> Instrução escrita a
Liste todas as linhas dos registros em que aparece a palavra "grass", considerando a distinção entre maiúsculas e minúsculas.

> Trecho fornecido
* * *

Carlos Drummond de Andrade, aclamado como o maior poeta brasileiro do século XX, foi dono de uma lira de singular sensibilidade: carregou dentro do peito o sentimento do mundo, revirou a sintaxe, propôs uma geometria do amor e um esquadrinhamento do cotidiano.

Gauche, ou seja, dotado de um sentimento de inadequação perene, Drummond foi autor de vasta obra literária, composta de poemas, crônicas, contos, ensaios e literatura infantil juvenil.

Leia também: Modernismo – movimento artístico que remodelou os paradigmas das artes

Biografia de Carlos Drummond de Andrade

Carlos Drummond de Andrade nasceu em Itabira (MG), no dia 31 de outubro de 1902. Foi o nono filho do casal Julieta Augusta Drummond de Andrade e Carlos de Paula Andrade, fazendeiro, descendente dos mineradores que outrora povoaram a região. Foi na fazenda que se deu toda a infância de Carlos — e Itabira é uma remissão constante em sua obra poética ao longo da vida.

Seus estudos secundários deram-se em Belo Horizonte (MG) e depois em Nova Friburgo (RJ). Foi no colégio fluminense que Drummond começou a circular seus textos, colaborando com o jornal da escola, até ser expulso da instituição, em 1919, graças a um incidente com um professor de português, que o acusara de “insubordinação mental”.

No ano seguinte, em 1920, mudou-se com a família para Belo Horizonte, onde começou a travar contatos literários e a colaborar com o jornal Diário de Minas. Em 1922, seu conto “Joaquim do telhado” venceu o concurso Novela Mineira. Ainda em Belo Horizonte, concluiu a graduação em Farmácia em 1925, mesmo ano em que fundou, com outros escritores mineiros, A Revista, o mais importante órgão de divulgação do modernismo no estado. Ainda nesse ano, casou-se com Dolores Dutra de Morais, com quem teve uma única filha, Julieta Drummond de Andrade.

* * *

> Registros fornecidos
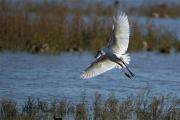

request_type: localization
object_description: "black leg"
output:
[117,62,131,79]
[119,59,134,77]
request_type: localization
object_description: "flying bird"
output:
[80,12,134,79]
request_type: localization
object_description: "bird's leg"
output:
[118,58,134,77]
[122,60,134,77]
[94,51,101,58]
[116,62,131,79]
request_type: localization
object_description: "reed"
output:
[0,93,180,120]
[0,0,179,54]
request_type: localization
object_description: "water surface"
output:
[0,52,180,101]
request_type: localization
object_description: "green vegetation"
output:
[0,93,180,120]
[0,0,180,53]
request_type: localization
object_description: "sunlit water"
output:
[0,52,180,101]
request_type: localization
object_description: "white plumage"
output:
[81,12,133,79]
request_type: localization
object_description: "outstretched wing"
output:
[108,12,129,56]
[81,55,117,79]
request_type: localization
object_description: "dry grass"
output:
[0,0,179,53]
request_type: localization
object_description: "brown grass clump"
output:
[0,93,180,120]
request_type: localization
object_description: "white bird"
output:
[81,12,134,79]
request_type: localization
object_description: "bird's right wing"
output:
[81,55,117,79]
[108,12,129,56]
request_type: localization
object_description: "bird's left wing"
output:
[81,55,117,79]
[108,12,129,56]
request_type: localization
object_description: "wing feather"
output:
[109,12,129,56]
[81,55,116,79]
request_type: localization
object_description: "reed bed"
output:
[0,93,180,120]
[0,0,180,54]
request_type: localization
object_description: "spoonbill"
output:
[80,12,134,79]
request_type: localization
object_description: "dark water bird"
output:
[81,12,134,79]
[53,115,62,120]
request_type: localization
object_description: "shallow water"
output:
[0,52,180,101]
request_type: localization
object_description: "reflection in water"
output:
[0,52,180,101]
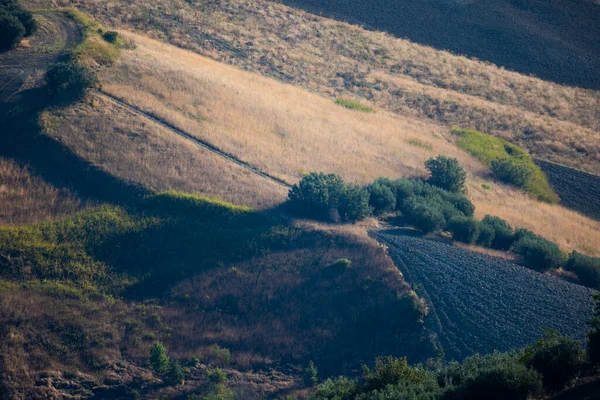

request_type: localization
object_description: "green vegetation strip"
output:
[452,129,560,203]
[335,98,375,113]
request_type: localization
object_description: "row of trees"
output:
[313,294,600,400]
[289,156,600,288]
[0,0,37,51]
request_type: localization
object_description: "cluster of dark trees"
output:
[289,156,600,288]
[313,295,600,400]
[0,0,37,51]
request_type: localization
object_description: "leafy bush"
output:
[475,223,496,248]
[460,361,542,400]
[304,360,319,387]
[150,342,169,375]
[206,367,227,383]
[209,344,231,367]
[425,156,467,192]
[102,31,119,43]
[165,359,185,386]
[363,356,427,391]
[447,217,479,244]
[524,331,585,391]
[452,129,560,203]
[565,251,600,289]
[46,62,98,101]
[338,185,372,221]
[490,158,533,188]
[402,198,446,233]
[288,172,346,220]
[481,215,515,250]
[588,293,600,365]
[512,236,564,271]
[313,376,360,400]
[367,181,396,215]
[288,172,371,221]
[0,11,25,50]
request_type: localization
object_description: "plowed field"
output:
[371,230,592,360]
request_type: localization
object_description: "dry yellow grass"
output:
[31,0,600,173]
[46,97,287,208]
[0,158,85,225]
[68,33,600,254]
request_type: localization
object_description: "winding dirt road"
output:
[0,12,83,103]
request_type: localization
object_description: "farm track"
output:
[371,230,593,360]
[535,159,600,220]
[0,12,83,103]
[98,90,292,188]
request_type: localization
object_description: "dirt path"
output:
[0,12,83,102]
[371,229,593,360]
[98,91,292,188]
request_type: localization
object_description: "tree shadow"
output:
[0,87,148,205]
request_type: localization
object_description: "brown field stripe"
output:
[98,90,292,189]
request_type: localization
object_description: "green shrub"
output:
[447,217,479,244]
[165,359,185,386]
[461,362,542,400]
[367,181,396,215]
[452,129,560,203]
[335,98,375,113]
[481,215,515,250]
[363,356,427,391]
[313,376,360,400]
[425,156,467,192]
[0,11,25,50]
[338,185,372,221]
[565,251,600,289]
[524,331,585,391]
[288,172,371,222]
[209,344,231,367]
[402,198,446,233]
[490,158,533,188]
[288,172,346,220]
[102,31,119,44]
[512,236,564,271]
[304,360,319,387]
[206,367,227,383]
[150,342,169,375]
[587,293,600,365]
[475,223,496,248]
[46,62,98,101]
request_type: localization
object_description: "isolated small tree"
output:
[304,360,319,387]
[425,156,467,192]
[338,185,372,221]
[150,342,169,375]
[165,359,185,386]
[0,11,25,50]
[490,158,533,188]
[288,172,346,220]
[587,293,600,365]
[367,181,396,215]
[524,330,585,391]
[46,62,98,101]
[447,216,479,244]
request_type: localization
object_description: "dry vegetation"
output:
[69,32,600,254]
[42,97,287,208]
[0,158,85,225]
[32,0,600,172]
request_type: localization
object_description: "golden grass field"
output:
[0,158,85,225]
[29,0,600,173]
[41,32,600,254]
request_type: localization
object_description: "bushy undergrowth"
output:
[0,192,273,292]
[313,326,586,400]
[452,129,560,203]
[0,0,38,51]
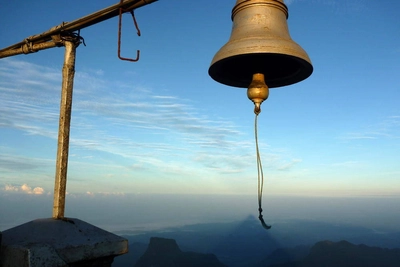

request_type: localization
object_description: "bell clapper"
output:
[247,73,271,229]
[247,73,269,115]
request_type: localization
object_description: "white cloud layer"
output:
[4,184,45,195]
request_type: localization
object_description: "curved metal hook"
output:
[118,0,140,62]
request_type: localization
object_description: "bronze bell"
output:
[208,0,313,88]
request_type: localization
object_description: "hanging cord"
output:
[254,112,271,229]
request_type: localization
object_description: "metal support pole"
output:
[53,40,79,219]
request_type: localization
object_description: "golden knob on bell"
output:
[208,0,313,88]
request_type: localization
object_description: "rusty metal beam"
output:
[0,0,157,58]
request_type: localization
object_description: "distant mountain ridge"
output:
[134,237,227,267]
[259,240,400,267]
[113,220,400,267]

* * *

> Instrução escrita b
Indique se cada afirmação a seguir está de acordo com o trecho sobre Carlos Drummond de Andrade, respondendo sim ou não e citando literalmente as palavras do trecho que decidem a questão: (i) Drummond nasceu em Itabira em 1902; (ii) Drummond foi expulso do colégio de Nova Friburgo em 1920; (iii) Drummond concluiu a graduação em Direito.

> Resultado da tarefa a
object_description: "dry grass"
object_description: "brown grass clump"
object_description: "dry yellow grass"
object_description: "golden grass field"

> Resultado da tarefa b
(i) Sim: “Carlos Drummond de Andrade nasceu em Itabira (MG), no dia 31 de outubro de 1902.”
(ii) Não: “até ser expulso da instituição, em 1919”.
(iii) Não: “concluiu a graduação em Farmácia em 1925”.